● Written task
Put every line of the data below into a Markdown table with the columns "Row" and "Line," numbering the rows and skipping blank lines. Leave the pictures out.

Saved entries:

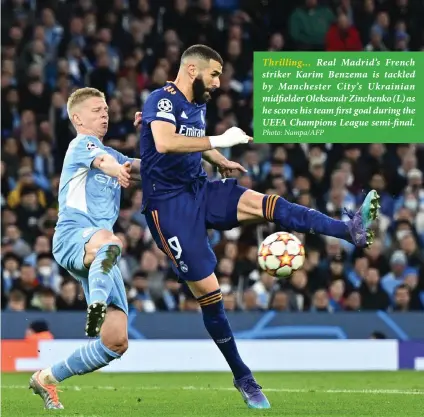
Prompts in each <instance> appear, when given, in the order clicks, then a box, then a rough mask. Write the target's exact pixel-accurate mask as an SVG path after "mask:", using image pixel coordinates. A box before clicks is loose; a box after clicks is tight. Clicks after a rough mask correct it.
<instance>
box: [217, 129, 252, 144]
mask: <svg viewBox="0 0 424 417" xmlns="http://www.w3.org/2000/svg"><path fill="white" fill-rule="evenodd" d="M209 140H210V142H211V147H212V148H229V147H231V146H235V145H240V144H242V143H249V142H251V141H252V140H253V138H251V137H250V136H248V135H246V133H245V132H243V131H242V130H241V129H240V128H238V127H230V128H229V129H228V130H226V131H225V132H224V133H223V134H222V135H220V136H210V137H209Z"/></svg>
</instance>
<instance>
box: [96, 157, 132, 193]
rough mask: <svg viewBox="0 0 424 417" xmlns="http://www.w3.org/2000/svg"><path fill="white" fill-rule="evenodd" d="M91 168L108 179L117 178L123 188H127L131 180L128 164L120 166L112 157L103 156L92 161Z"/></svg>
mask: <svg viewBox="0 0 424 417" xmlns="http://www.w3.org/2000/svg"><path fill="white" fill-rule="evenodd" d="M92 166H93V168H97V169H99V170H100V171H102V172H103V173H105V174H106V175H109V176H110V177H116V178H118V181H119V183H120V184H121V185H122V186H123V187H128V186H129V181H130V179H131V175H130V168H131V164H130V163H125V164H123V165H121V164H120V163H119V162H118V161H117V160H116V159H115V158H114V157H113V156H112V155H109V154H103V155H100V156H98V157H96V158H95V159H94V161H93V163H92Z"/></svg>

● Solution
| Row | Line |
|---|---|
| 1 | Prompts in each <instance> appear, when given, in the order clicks, then a box, then a rough mask. Write the target's exact pixel-accurate mask as an SVG path after "mask:", using image pixel coordinates. A box before clicks is loose; a box after clicks is tight. Clicks after a rough mask correct it. |
| 2 | <instance> |
| 3 | box: [217, 129, 252, 144] |
| 4 | mask: <svg viewBox="0 0 424 417" xmlns="http://www.w3.org/2000/svg"><path fill="white" fill-rule="evenodd" d="M209 140H210V142H211V147H212V148H229V147H231V146H235V145H240V144H242V143H249V142H251V141H252V140H253V138H251V137H250V136H248V135H246V133H245V132H243V131H242V130H241V129H240V128H238V127H230V128H229V129H228V130H226V131H225V132H224V133H223V134H222V135H220V136H210V137H209Z"/></svg> |
| 5 | </instance> |
| 6 | <instance> |
| 7 | box: [96, 157, 132, 193] |
| 8 | rough mask: <svg viewBox="0 0 424 417" xmlns="http://www.w3.org/2000/svg"><path fill="white" fill-rule="evenodd" d="M91 168L108 179L117 178L123 188H127L131 180L128 164L120 166L112 157L103 156L92 161Z"/></svg> |
| 9 | mask: <svg viewBox="0 0 424 417" xmlns="http://www.w3.org/2000/svg"><path fill="white" fill-rule="evenodd" d="M92 166H93V168H97V169H99V170H100V171H102V172H103V173H105V174H106V175H109V176H110V177H116V178H118V181H119V183H120V184H121V185H122V186H123V187H128V186H129V181H130V179H131V175H130V168H131V164H130V163H125V164H123V165H121V164H120V163H119V162H118V161H117V160H116V159H115V158H114V157H113V156H112V155H109V154H103V155H100V156H98V157H96V158H95V159H94V161H93V163H92Z"/></svg> |